:: REQUEST ::
Only the lines from the one with "Could you please point out the river water" through the final line should be given again, exactly as they appear, minus the pictures.

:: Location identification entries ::
-------
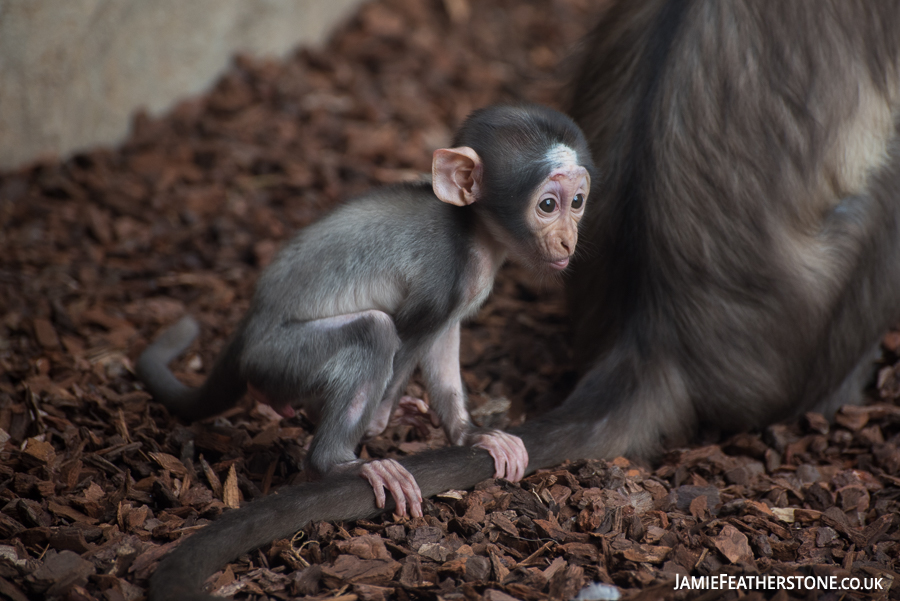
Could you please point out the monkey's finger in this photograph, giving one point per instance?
(371, 472)
(405, 489)
(518, 455)
(509, 453)
(494, 446)
(387, 473)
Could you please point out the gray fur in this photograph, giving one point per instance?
(357, 300)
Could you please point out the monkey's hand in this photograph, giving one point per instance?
(388, 474)
(508, 451)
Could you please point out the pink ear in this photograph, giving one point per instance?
(456, 175)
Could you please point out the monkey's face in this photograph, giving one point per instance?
(553, 213)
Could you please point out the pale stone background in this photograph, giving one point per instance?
(73, 72)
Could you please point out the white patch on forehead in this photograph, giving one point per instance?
(561, 155)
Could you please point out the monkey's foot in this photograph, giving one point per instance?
(389, 474)
(508, 451)
(284, 410)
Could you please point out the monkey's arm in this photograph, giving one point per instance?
(440, 367)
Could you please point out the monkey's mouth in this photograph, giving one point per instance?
(560, 264)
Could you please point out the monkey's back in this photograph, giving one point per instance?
(382, 251)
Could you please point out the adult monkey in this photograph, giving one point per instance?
(746, 225)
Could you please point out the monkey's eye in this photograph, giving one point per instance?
(547, 205)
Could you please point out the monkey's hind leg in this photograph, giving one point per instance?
(345, 362)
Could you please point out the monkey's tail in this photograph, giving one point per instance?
(341, 497)
(221, 390)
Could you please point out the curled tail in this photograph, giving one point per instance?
(221, 390)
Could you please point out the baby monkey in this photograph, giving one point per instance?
(349, 308)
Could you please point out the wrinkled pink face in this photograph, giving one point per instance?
(557, 206)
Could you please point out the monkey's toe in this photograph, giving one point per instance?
(389, 474)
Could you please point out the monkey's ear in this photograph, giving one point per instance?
(456, 175)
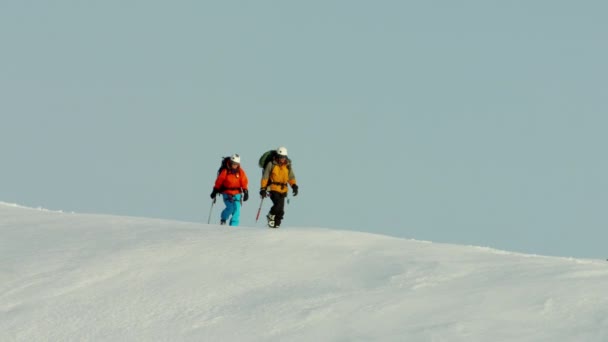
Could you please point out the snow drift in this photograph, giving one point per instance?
(82, 277)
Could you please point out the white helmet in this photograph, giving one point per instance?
(282, 151)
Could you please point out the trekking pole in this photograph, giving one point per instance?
(259, 209)
(211, 209)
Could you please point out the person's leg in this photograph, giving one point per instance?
(278, 207)
(236, 212)
(229, 202)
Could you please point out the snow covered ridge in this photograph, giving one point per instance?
(82, 277)
(24, 207)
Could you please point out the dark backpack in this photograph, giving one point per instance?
(267, 157)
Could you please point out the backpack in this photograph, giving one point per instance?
(267, 157)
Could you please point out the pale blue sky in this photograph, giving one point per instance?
(470, 122)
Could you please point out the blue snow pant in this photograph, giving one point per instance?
(233, 208)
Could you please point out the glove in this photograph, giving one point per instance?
(294, 188)
(214, 193)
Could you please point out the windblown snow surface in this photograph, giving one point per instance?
(83, 277)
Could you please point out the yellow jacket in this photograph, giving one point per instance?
(277, 176)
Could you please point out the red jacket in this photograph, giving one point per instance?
(231, 182)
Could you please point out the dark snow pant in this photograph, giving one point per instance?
(278, 206)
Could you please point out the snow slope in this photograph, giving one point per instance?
(82, 277)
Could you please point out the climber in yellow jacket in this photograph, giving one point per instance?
(276, 177)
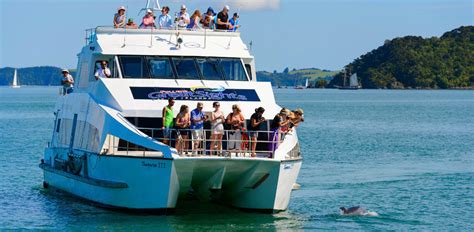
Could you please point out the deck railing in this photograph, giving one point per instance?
(234, 143)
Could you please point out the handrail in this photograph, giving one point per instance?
(231, 144)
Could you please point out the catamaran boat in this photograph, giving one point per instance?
(15, 80)
(107, 143)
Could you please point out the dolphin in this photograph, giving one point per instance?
(357, 211)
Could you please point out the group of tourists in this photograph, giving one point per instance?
(191, 123)
(67, 80)
(181, 20)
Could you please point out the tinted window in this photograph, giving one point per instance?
(234, 70)
(160, 68)
(186, 68)
(134, 67)
(210, 69)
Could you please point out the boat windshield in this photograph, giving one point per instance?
(188, 68)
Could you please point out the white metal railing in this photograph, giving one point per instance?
(234, 143)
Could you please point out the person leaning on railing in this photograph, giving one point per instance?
(234, 22)
(236, 122)
(148, 20)
(207, 20)
(131, 24)
(167, 117)
(119, 18)
(296, 117)
(165, 21)
(197, 127)
(182, 124)
(194, 20)
(256, 121)
(67, 82)
(279, 121)
(223, 19)
(103, 71)
(182, 18)
(217, 128)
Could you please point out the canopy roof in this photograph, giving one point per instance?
(205, 43)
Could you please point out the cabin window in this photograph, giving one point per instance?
(234, 70)
(210, 68)
(133, 67)
(185, 68)
(160, 68)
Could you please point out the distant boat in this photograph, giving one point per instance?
(353, 83)
(306, 85)
(15, 81)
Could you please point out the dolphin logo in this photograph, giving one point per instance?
(218, 89)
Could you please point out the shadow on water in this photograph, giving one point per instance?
(189, 214)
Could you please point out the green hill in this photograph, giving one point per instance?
(415, 62)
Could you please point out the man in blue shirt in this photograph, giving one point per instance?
(197, 127)
(164, 21)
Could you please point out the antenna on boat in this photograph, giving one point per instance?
(125, 32)
(153, 5)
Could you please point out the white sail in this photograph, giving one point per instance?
(15, 80)
(353, 80)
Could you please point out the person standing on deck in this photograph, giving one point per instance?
(217, 128)
(167, 117)
(165, 21)
(182, 18)
(234, 22)
(256, 121)
(275, 129)
(197, 127)
(103, 71)
(67, 82)
(148, 20)
(223, 19)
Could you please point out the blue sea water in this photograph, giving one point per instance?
(407, 155)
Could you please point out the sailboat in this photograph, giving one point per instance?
(303, 87)
(15, 80)
(353, 83)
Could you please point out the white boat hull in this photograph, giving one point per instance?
(146, 183)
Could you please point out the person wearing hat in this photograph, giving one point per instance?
(256, 120)
(234, 22)
(197, 127)
(120, 18)
(148, 20)
(182, 17)
(131, 24)
(164, 21)
(208, 19)
(103, 71)
(223, 19)
(279, 122)
(296, 117)
(67, 82)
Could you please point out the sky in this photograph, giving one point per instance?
(326, 34)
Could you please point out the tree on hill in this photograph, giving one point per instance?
(414, 62)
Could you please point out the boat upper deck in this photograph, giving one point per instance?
(166, 42)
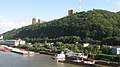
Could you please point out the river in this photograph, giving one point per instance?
(9, 59)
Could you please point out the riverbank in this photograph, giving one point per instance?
(68, 59)
(98, 63)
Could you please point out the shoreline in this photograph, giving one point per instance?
(98, 62)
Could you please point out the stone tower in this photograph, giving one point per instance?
(70, 12)
(38, 20)
(34, 21)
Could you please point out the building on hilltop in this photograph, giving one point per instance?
(34, 21)
(70, 12)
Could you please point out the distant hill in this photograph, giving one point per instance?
(95, 24)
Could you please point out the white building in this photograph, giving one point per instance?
(116, 50)
(12, 42)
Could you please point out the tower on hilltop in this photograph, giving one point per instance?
(34, 21)
(70, 12)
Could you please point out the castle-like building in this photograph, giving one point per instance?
(34, 21)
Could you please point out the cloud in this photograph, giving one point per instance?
(6, 24)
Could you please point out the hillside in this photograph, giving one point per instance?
(100, 25)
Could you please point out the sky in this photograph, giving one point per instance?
(19, 13)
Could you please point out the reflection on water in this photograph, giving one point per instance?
(16, 60)
(60, 64)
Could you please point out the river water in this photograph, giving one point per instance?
(9, 59)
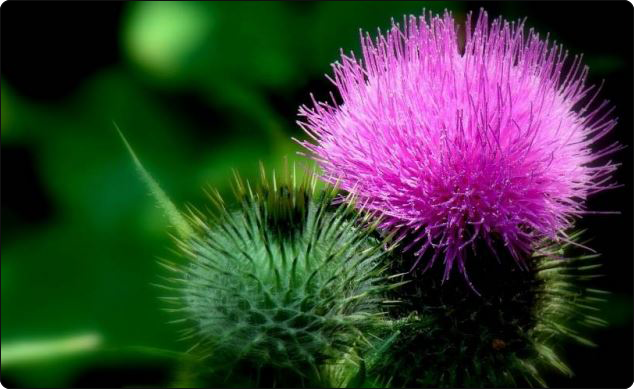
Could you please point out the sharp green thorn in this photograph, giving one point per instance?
(174, 216)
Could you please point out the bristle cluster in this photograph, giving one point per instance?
(486, 140)
(283, 286)
(508, 337)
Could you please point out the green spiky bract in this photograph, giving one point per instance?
(286, 290)
(448, 336)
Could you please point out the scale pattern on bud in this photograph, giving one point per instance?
(509, 336)
(285, 285)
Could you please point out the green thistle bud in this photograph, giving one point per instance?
(284, 287)
(448, 336)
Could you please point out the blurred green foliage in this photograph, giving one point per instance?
(89, 267)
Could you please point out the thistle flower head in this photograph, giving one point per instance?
(457, 140)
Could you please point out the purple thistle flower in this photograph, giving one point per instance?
(454, 143)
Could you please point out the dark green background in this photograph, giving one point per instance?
(199, 88)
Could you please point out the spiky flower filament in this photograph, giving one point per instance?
(287, 283)
(511, 335)
(455, 143)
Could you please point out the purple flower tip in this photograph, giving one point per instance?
(458, 137)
-------
:: FULL OUTPUT ::
Could you please point out the river water in this photograph, giving one point per instance?
(9, 59)
Could you please point out the sharp green thorn in this photograph, giving one point per instance?
(174, 216)
Could you please point out the bristle cluster in this photograph, giving one point per instance?
(486, 140)
(283, 286)
(508, 337)
Could you please point out the green spiky bract in this photograph, giving one point per instance?
(286, 290)
(448, 336)
Could you please point out the scale pattern on bud in this photograph, giving one point per instance?
(509, 336)
(285, 285)
Could you please point out the green thistle bud in this photograph, giving one point per instance?
(284, 287)
(448, 336)
Could you please point out the blurred green foliage in this photograph, giving one point per instance?
(89, 267)
Could you please point out the thistle flower head in this photograph, giving one point per instance?
(457, 140)
Could you please point out the purple thistle flower in this photograph, giving one point per instance?
(454, 143)
Could you please point out the dark green background in this photograph, giving one point per instance?
(199, 88)
Could you please point out the spiky flower filament in this photograph, giving one point per instance?
(287, 283)
(511, 335)
(455, 143)
Could you please point out the purple flower tip in this photograph, giving one point per instance?
(458, 137)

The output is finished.